__Exercise goal__. Set down the data below from its first line to the line holding "Target: front wheel", inclusive; omit all pictures.

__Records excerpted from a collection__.
»»
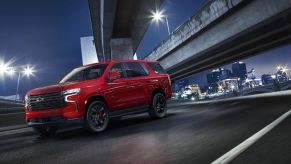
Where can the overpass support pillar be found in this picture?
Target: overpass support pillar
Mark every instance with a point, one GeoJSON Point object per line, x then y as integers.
{"type": "Point", "coordinates": [121, 48]}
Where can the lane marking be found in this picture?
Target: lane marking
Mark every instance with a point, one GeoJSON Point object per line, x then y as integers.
{"type": "Point", "coordinates": [11, 113]}
{"type": "Point", "coordinates": [230, 155]}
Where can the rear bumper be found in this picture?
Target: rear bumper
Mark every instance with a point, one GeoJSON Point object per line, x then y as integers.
{"type": "Point", "coordinates": [53, 121]}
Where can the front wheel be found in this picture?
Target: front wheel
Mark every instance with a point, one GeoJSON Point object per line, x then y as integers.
{"type": "Point", "coordinates": [97, 117]}
{"type": "Point", "coordinates": [45, 131]}
{"type": "Point", "coordinates": [158, 108]}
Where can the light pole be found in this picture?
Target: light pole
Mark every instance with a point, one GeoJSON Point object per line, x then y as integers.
{"type": "Point", "coordinates": [28, 71]}
{"type": "Point", "coordinates": [158, 15]}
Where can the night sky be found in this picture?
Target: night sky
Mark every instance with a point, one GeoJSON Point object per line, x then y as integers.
{"type": "Point", "coordinates": [46, 33]}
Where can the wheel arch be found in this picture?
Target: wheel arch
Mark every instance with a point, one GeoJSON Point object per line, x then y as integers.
{"type": "Point", "coordinates": [94, 98]}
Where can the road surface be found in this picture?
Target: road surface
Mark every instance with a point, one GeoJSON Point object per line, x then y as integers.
{"type": "Point", "coordinates": [191, 133]}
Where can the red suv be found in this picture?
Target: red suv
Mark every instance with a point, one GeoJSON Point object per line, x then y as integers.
{"type": "Point", "coordinates": [93, 94]}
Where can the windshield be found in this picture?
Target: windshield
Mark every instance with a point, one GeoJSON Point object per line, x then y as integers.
{"type": "Point", "coordinates": [84, 73]}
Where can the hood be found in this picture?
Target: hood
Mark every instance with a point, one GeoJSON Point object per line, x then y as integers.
{"type": "Point", "coordinates": [50, 89]}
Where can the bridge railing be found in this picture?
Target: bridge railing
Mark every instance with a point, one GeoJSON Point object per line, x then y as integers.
{"type": "Point", "coordinates": [206, 15]}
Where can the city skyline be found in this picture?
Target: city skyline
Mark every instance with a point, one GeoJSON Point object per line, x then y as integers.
{"type": "Point", "coordinates": [267, 67]}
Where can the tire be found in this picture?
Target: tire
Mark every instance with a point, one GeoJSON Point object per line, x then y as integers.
{"type": "Point", "coordinates": [45, 131]}
{"type": "Point", "coordinates": [97, 117]}
{"type": "Point", "coordinates": [158, 107]}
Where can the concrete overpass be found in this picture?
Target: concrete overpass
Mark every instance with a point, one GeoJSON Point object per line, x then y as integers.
{"type": "Point", "coordinates": [224, 31]}
{"type": "Point", "coordinates": [119, 26]}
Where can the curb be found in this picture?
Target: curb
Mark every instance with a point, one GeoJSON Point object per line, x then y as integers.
{"type": "Point", "coordinates": [14, 127]}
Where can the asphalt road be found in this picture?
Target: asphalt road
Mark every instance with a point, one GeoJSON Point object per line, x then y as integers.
{"type": "Point", "coordinates": [189, 134]}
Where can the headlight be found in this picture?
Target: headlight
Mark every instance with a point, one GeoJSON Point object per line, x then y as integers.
{"type": "Point", "coordinates": [26, 100]}
{"type": "Point", "coordinates": [72, 91]}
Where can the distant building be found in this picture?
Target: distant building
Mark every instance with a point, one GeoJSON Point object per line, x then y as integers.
{"type": "Point", "coordinates": [225, 74]}
{"type": "Point", "coordinates": [217, 75]}
{"type": "Point", "coordinates": [239, 70]}
{"type": "Point", "coordinates": [88, 49]}
{"type": "Point", "coordinates": [281, 75]}
{"type": "Point", "coordinates": [181, 84]}
{"type": "Point", "coordinates": [228, 85]}
{"type": "Point", "coordinates": [267, 79]}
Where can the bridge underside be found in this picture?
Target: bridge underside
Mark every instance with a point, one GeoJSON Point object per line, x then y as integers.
{"type": "Point", "coordinates": [269, 34]}
{"type": "Point", "coordinates": [119, 25]}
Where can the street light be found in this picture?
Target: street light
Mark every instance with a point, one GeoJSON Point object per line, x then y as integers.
{"type": "Point", "coordinates": [3, 67]}
{"type": "Point", "coordinates": [158, 16]}
{"type": "Point", "coordinates": [28, 71]}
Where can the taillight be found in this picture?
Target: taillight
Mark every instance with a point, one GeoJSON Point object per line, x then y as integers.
{"type": "Point", "coordinates": [169, 80]}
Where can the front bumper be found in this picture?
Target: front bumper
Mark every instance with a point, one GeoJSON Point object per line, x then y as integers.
{"type": "Point", "coordinates": [65, 115]}
{"type": "Point", "coordinates": [53, 121]}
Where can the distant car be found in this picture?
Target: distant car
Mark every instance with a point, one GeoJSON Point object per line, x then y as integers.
{"type": "Point", "coordinates": [92, 94]}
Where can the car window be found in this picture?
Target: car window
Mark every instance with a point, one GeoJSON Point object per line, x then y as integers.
{"type": "Point", "coordinates": [94, 72]}
{"type": "Point", "coordinates": [118, 68]}
{"type": "Point", "coordinates": [157, 67]}
{"type": "Point", "coordinates": [84, 73]}
{"type": "Point", "coordinates": [135, 69]}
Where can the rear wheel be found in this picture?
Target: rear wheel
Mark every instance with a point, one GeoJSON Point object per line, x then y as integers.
{"type": "Point", "coordinates": [97, 117]}
{"type": "Point", "coordinates": [46, 131]}
{"type": "Point", "coordinates": [158, 108]}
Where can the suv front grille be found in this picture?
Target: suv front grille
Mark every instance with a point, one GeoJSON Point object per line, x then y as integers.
{"type": "Point", "coordinates": [46, 101]}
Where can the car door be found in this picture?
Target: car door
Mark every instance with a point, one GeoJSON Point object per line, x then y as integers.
{"type": "Point", "coordinates": [119, 92]}
{"type": "Point", "coordinates": [136, 75]}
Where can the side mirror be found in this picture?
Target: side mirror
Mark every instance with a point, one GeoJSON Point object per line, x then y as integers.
{"type": "Point", "coordinates": [114, 76]}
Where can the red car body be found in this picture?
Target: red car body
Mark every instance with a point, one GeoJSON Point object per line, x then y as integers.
{"type": "Point", "coordinates": [51, 105]}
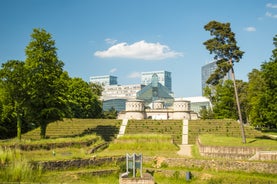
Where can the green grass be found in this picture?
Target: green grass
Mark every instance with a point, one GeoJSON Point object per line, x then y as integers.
{"type": "Point", "coordinates": [147, 144]}
{"type": "Point", "coordinates": [14, 167]}
{"type": "Point", "coordinates": [164, 127]}
{"type": "Point", "coordinates": [164, 176]}
{"type": "Point", "coordinates": [215, 140]}
{"type": "Point", "coordinates": [226, 128]}
{"type": "Point", "coordinates": [107, 128]}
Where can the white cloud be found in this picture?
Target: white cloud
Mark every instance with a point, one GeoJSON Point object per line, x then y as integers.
{"type": "Point", "coordinates": [270, 5]}
{"type": "Point", "coordinates": [113, 70]}
{"type": "Point", "coordinates": [250, 29]}
{"type": "Point", "coordinates": [110, 41]}
{"type": "Point", "coordinates": [134, 75]}
{"type": "Point", "coordinates": [139, 50]}
{"type": "Point", "coordinates": [268, 14]}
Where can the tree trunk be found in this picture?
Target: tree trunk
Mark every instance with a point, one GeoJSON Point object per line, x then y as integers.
{"type": "Point", "coordinates": [19, 124]}
{"type": "Point", "coordinates": [238, 104]}
{"type": "Point", "coordinates": [43, 126]}
{"type": "Point", "coordinates": [18, 120]}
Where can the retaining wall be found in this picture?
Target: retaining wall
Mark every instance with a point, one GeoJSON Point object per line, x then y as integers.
{"type": "Point", "coordinates": [220, 165]}
{"type": "Point", "coordinates": [67, 164]}
{"type": "Point", "coordinates": [226, 152]}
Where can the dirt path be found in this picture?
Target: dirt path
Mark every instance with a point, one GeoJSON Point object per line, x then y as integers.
{"type": "Point", "coordinates": [185, 150]}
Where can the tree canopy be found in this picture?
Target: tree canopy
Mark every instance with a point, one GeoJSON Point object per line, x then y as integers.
{"type": "Point", "coordinates": [224, 46]}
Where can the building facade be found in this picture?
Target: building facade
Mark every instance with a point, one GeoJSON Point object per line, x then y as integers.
{"type": "Point", "coordinates": [104, 80]}
{"type": "Point", "coordinates": [135, 109]}
{"type": "Point", "coordinates": [164, 77]}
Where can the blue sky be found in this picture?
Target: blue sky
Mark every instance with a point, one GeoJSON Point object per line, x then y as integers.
{"type": "Point", "coordinates": [127, 37]}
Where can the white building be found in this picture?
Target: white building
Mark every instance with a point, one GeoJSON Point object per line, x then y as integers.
{"type": "Point", "coordinates": [104, 80]}
{"type": "Point", "coordinates": [164, 77]}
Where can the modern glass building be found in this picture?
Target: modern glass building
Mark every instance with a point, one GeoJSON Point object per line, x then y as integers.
{"type": "Point", "coordinates": [104, 80]}
{"type": "Point", "coordinates": [118, 104]}
{"type": "Point", "coordinates": [164, 77]}
{"type": "Point", "coordinates": [198, 103]}
{"type": "Point", "coordinates": [155, 91]}
{"type": "Point", "coordinates": [206, 72]}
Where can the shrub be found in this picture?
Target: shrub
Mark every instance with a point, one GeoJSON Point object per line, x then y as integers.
{"type": "Point", "coordinates": [15, 168]}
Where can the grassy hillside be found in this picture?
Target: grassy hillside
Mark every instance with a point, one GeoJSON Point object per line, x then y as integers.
{"type": "Point", "coordinates": [228, 128]}
{"type": "Point", "coordinates": [148, 144]}
{"type": "Point", "coordinates": [165, 127]}
{"type": "Point", "coordinates": [106, 128]}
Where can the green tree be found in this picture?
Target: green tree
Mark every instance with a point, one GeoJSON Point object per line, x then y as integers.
{"type": "Point", "coordinates": [47, 92]}
{"type": "Point", "coordinates": [14, 91]}
{"type": "Point", "coordinates": [224, 46]}
{"type": "Point", "coordinates": [269, 73]}
{"type": "Point", "coordinates": [83, 102]}
{"type": "Point", "coordinates": [255, 97]}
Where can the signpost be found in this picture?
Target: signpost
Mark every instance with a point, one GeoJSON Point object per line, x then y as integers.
{"type": "Point", "coordinates": [134, 162]}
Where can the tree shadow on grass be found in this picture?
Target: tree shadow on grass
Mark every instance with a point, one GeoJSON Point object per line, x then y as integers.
{"type": "Point", "coordinates": [107, 132]}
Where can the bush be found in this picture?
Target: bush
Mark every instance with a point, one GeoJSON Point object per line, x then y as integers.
{"type": "Point", "coordinates": [15, 168]}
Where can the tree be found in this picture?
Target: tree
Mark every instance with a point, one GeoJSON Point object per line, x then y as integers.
{"type": "Point", "coordinates": [226, 51]}
{"type": "Point", "coordinates": [269, 74]}
{"type": "Point", "coordinates": [255, 97]}
{"type": "Point", "coordinates": [46, 90]}
{"type": "Point", "coordinates": [14, 85]}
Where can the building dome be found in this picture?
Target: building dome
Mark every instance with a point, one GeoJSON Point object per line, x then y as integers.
{"type": "Point", "coordinates": [135, 105]}
{"type": "Point", "coordinates": [181, 105]}
{"type": "Point", "coordinates": [158, 104]}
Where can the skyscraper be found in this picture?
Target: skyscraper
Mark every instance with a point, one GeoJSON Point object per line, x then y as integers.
{"type": "Point", "coordinates": [104, 80]}
{"type": "Point", "coordinates": [164, 77]}
{"type": "Point", "coordinates": [206, 72]}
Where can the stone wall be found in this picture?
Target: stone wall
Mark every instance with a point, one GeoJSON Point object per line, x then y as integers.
{"type": "Point", "coordinates": [67, 164]}
{"type": "Point", "coordinates": [265, 155]}
{"type": "Point", "coordinates": [226, 152]}
{"type": "Point", "coordinates": [146, 179]}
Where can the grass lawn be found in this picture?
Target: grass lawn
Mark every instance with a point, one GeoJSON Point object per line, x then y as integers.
{"type": "Point", "coordinates": [215, 140]}
{"type": "Point", "coordinates": [147, 144]}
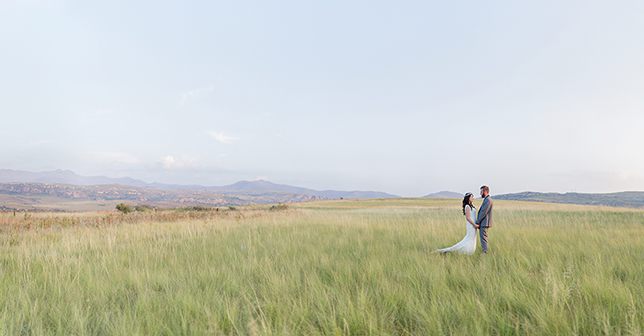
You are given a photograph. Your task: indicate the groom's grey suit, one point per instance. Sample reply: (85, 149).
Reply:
(484, 219)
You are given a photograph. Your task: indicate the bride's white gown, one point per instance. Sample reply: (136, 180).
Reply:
(468, 244)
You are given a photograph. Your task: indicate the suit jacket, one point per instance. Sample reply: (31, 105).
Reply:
(484, 217)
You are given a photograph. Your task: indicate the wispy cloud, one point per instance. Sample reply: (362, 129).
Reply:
(192, 94)
(112, 157)
(221, 137)
(170, 162)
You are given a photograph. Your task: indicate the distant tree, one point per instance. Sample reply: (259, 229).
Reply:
(123, 208)
(142, 208)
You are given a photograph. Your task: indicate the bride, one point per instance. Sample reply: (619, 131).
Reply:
(468, 244)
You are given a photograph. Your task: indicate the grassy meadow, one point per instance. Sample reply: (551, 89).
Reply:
(349, 267)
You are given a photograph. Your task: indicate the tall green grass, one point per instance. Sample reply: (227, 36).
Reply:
(327, 268)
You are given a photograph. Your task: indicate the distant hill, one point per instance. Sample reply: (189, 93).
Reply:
(266, 185)
(69, 177)
(445, 194)
(629, 199)
(66, 177)
(58, 196)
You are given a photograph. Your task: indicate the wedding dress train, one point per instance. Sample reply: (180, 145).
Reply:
(468, 244)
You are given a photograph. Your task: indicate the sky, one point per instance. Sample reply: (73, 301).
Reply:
(405, 97)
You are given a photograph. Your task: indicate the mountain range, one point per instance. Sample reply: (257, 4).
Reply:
(626, 199)
(69, 177)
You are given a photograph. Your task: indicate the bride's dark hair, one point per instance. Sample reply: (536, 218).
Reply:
(466, 201)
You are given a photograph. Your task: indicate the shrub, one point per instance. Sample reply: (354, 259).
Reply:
(143, 208)
(122, 207)
(278, 207)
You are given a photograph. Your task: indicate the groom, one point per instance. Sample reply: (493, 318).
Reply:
(484, 217)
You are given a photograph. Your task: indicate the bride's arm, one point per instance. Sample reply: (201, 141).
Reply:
(467, 216)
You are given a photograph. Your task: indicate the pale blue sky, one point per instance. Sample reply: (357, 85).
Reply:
(397, 96)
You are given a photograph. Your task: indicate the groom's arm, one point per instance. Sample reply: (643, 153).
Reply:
(485, 208)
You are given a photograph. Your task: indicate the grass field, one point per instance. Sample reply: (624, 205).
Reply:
(350, 267)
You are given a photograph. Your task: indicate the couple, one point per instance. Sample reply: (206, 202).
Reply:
(482, 221)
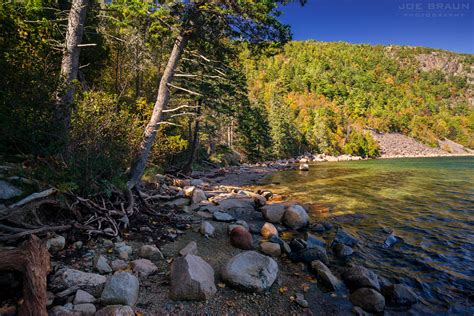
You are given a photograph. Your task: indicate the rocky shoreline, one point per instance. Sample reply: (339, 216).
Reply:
(236, 251)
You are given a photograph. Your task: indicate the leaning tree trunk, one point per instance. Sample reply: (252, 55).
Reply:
(70, 64)
(139, 163)
(33, 261)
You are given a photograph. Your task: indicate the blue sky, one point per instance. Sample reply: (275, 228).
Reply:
(431, 23)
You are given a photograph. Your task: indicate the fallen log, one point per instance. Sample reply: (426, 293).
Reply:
(32, 260)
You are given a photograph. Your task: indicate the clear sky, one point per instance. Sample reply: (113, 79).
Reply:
(445, 24)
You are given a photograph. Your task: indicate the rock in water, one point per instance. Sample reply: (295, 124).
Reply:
(150, 252)
(189, 249)
(273, 213)
(359, 277)
(8, 191)
(399, 295)
(368, 299)
(268, 230)
(241, 238)
(192, 278)
(122, 288)
(116, 310)
(251, 271)
(295, 217)
(222, 217)
(89, 282)
(207, 229)
(271, 249)
(326, 276)
(310, 254)
(345, 238)
(144, 267)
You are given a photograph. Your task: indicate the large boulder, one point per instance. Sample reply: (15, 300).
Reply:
(251, 271)
(399, 295)
(122, 288)
(8, 191)
(273, 213)
(295, 217)
(116, 310)
(90, 282)
(368, 299)
(241, 238)
(309, 255)
(192, 278)
(326, 276)
(359, 277)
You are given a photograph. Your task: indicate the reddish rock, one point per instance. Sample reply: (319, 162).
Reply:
(241, 238)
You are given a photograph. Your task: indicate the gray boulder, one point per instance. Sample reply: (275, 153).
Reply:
(296, 217)
(368, 299)
(192, 278)
(273, 213)
(326, 276)
(359, 277)
(116, 310)
(122, 288)
(90, 282)
(251, 271)
(8, 191)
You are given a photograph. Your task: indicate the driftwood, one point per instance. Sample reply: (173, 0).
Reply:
(32, 260)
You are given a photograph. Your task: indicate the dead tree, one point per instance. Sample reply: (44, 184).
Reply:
(70, 63)
(32, 260)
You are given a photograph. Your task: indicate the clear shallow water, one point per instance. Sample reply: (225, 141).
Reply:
(429, 202)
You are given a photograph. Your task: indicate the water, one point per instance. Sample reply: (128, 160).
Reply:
(429, 202)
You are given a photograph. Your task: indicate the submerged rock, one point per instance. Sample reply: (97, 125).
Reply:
(251, 271)
(368, 299)
(359, 277)
(122, 288)
(192, 278)
(295, 217)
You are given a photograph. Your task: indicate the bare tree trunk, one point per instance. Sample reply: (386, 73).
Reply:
(139, 163)
(70, 63)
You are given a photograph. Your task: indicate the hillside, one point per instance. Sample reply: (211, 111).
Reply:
(329, 93)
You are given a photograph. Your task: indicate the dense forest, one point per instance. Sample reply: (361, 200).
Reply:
(225, 100)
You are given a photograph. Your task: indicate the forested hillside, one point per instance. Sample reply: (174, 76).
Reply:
(321, 97)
««
__Expected answer__.
Where can the overpass support pillar be found in this picture?
Target: overpass support pillar
Mark every instance with a point, one GeoJSON Point object per line, x then y as integers.
{"type": "Point", "coordinates": [121, 48]}
Where can the lane marking be found in this picture?
Target: lane marking
Mark every instance with a point, one GeoJSON Point object per line, x then y as integers.
{"type": "Point", "coordinates": [11, 113]}
{"type": "Point", "coordinates": [230, 155]}
Where can the rear bumper be found in this picture?
Target: rear bumper
Mark every instance with a point, one GeoJSON Point object per line, x then y as integers.
{"type": "Point", "coordinates": [53, 121]}
Where can the front wheel be found in this picture?
Target: front wheel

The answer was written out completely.